#### Goal of the exercise
Answer these questions from the passage on the Charioteer of Delphi:
(a) Where and at what point in history does the passage say it will start?
(b) What does the Charioteer find himself holding in his youth?
(c) Which wars does the passage say brought about the collapse of classical Greece?

#### Extract
# # # # # # #

Twining
As this thing winds down, I want to show you some art than reflects
– perhaps exemplifies – some of the cultural ideas of their time. More clearly than words could do, the pieces
I’ve selected show, in visual form, how people thought when they were made, what they thought about man and his
place in the world.
The forms these artists chose express volumes.
So I’ll try to keep the chatter to a minimum.
Let’s start in ancient Greece, at the dawn of the Classical Era:
The Charioteer of Delphi stands, full of confidence, draped with classical restraint. He is calm, fearless, a specific
man gazing out at his world. He finds himself, in his youth, holding the reins. He is equal to all he sees, from
the top of his magnificent head
To his splendidly articulated feet.
This young one lived before the full flower of Athens. He avoided the Peloponnesian Wars that brought about the
collapse of classical Greece. He never saw the wars with Persia or the invasions of Alexander. He stands at the
beginning of an arc, an arc of Mediterranean history that would culminate in the manifestation of one god
and the birth of another.

# # # # # # #

#### Records from a dataset
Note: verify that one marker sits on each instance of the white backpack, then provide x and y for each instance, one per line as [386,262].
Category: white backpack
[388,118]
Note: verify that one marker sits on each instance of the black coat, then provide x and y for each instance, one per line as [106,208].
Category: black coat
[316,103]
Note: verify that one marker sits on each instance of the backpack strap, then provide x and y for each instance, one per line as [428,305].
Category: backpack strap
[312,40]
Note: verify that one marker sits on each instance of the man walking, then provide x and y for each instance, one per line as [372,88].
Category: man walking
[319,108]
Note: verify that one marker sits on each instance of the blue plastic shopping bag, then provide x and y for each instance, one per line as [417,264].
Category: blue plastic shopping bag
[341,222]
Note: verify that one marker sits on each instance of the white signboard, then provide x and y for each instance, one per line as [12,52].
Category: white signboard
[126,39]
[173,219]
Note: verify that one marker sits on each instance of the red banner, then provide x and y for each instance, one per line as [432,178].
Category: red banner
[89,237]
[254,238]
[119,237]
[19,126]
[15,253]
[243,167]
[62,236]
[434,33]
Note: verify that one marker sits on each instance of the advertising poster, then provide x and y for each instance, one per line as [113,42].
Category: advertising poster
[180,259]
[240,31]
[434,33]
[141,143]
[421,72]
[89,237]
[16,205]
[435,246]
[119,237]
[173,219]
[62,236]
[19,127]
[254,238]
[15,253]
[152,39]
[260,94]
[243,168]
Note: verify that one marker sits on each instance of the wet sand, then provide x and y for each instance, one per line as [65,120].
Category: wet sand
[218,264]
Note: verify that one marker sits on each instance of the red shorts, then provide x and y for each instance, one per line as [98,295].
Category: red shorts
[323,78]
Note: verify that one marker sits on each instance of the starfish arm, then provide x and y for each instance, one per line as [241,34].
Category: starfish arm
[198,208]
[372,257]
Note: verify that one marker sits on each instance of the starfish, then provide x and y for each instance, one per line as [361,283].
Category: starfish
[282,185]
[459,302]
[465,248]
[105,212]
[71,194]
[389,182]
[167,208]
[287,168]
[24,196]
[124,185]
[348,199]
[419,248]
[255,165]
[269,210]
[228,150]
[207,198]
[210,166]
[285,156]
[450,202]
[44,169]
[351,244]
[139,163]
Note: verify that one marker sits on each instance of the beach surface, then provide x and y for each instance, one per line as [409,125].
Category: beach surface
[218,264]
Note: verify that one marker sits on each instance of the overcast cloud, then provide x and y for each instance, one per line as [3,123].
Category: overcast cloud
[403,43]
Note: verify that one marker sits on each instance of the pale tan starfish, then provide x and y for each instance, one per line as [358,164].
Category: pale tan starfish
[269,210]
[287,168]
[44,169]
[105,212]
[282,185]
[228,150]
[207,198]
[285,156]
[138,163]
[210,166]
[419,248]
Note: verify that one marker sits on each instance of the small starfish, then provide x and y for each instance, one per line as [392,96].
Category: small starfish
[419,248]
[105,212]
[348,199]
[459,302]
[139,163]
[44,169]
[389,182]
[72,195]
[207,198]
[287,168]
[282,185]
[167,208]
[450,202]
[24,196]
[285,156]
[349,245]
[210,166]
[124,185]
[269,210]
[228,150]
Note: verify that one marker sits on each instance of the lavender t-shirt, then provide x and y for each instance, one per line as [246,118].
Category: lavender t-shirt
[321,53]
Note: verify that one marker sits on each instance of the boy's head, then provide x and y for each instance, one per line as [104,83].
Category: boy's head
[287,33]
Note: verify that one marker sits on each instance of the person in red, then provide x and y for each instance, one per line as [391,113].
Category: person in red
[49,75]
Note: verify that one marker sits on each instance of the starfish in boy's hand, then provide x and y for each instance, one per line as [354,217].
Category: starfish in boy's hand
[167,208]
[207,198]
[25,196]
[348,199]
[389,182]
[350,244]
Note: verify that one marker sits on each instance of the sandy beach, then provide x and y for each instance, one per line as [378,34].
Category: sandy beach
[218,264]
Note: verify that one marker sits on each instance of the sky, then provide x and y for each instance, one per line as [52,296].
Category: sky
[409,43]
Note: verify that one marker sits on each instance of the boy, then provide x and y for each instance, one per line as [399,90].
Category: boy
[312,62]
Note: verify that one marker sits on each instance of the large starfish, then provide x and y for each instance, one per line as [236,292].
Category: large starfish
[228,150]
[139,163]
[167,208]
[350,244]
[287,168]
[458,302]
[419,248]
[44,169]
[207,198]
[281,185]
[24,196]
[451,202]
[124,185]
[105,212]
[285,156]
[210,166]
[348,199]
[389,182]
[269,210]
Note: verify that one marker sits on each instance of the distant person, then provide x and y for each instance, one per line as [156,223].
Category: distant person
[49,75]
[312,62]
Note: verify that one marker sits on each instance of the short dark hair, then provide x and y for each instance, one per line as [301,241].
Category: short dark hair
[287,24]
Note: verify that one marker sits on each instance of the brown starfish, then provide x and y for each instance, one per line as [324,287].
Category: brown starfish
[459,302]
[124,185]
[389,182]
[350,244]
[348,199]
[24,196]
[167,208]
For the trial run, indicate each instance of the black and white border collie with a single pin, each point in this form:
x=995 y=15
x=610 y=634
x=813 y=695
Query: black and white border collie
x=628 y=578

# # # # # # #

#### Correct answer
(a) In ancient Greece, at the dawn of the Classical Era.
(b) The reins.
(c) The Peloponnesian Wars.